What lines below include the word "white"? Copy each one.

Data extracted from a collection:
+===+

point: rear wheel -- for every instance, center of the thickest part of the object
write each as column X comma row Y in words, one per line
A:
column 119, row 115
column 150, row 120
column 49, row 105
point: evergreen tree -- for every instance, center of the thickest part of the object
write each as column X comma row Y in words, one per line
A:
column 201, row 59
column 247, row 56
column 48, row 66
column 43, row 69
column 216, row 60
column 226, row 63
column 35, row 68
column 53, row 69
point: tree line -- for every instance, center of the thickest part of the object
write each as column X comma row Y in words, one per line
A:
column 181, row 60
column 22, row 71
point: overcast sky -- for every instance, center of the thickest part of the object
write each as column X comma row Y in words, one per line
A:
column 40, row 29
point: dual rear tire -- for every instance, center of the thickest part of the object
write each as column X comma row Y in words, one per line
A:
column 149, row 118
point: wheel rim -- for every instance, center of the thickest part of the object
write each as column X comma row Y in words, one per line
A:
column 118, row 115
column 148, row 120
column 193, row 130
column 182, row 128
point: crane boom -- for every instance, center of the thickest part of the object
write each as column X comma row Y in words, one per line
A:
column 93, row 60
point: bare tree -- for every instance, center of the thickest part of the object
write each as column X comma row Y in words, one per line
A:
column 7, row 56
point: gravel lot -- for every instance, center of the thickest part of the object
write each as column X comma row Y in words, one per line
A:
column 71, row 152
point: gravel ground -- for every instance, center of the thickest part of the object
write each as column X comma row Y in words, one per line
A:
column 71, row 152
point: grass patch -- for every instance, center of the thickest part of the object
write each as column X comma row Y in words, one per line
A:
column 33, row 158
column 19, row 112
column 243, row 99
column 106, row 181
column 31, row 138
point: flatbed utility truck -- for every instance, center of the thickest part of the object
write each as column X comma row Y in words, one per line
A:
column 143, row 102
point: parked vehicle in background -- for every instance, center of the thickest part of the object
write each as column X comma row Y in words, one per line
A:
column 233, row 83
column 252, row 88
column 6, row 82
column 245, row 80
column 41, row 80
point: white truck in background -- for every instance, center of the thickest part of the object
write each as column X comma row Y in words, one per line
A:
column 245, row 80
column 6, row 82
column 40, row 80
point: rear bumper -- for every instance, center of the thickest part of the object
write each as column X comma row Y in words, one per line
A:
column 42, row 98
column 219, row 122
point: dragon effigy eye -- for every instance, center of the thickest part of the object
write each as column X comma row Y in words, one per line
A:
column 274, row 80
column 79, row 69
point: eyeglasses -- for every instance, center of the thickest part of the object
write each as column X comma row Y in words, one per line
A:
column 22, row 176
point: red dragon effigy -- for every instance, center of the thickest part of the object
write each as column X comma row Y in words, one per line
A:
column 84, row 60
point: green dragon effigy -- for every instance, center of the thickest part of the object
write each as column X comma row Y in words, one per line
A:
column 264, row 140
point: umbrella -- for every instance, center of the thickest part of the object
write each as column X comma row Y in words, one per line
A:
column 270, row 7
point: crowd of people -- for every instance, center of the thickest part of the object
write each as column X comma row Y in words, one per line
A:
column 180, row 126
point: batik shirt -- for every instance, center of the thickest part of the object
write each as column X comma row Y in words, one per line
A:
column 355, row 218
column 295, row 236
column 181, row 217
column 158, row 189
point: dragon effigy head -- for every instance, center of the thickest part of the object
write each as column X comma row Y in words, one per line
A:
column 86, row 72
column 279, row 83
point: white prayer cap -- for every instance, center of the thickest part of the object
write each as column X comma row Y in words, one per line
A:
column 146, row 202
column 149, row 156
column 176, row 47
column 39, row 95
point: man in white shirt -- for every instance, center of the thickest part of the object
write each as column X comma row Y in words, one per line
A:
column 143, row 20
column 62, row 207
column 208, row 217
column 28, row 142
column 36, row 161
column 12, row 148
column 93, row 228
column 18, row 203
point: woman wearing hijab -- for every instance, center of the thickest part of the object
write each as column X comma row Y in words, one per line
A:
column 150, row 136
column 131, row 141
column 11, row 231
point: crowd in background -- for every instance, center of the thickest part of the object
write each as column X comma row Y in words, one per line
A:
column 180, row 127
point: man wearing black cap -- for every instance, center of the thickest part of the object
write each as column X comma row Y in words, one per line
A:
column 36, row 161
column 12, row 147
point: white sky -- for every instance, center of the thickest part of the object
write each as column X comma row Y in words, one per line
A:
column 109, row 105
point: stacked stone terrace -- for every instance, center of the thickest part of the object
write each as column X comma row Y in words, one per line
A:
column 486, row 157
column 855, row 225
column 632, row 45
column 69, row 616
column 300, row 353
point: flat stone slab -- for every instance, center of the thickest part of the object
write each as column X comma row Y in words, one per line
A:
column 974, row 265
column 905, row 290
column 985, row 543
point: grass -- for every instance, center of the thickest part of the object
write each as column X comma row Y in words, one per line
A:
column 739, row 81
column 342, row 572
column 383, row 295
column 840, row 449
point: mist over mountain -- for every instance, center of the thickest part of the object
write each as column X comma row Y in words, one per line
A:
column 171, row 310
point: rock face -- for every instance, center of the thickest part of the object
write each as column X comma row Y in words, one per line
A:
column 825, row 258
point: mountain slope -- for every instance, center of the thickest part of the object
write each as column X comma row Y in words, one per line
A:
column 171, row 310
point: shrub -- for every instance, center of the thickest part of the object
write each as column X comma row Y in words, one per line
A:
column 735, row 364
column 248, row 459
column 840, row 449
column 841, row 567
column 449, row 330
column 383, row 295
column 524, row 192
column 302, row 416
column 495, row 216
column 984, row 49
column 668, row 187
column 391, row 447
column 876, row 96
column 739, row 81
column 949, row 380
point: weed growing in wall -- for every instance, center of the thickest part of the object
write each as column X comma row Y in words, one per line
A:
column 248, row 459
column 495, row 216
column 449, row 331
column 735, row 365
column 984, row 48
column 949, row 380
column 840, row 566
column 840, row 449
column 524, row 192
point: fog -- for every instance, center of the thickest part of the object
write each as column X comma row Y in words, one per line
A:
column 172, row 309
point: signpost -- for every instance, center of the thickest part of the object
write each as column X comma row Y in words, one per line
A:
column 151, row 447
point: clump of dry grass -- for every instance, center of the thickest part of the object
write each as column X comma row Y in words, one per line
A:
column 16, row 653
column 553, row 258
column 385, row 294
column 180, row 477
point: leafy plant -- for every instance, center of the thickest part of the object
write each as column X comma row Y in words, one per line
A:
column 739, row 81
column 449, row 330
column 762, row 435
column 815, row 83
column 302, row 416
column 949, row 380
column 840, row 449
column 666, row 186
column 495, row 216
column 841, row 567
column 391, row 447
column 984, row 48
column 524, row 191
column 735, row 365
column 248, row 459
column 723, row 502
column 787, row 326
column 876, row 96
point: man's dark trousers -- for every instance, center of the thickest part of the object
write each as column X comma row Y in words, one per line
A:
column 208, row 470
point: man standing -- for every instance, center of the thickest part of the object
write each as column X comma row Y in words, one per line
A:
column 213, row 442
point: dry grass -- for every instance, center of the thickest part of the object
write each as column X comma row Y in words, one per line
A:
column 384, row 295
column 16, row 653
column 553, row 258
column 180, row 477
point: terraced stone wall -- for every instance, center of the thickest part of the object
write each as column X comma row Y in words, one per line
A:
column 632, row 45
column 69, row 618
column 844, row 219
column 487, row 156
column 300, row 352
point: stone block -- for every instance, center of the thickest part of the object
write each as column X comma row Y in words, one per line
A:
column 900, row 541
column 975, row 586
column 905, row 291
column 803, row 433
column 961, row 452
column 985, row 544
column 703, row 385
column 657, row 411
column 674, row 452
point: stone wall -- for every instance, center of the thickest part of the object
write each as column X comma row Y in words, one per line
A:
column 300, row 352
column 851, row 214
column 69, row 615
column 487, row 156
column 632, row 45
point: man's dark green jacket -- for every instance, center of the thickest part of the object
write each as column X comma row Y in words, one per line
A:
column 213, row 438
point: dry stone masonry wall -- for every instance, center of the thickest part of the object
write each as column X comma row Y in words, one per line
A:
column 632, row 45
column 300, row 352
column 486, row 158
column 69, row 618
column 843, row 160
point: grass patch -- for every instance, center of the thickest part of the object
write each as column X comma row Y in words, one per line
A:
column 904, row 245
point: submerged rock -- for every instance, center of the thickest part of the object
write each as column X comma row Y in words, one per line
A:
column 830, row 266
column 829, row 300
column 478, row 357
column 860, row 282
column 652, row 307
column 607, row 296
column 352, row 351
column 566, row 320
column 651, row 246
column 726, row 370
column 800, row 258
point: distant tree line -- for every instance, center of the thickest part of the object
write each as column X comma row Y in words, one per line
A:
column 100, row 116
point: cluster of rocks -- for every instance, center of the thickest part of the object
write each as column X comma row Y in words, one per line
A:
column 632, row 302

+===+

EXPECTED ANSWER:
point: white truck in background -- for every instance, center of the thickest part of the object
point: white prayer cap -- for every instance, center of the thickest part of the object
point: man in white shirt -- for every instance, center of the thickest part of the object
point: white sky -- for every instance, center of the thickest part of the object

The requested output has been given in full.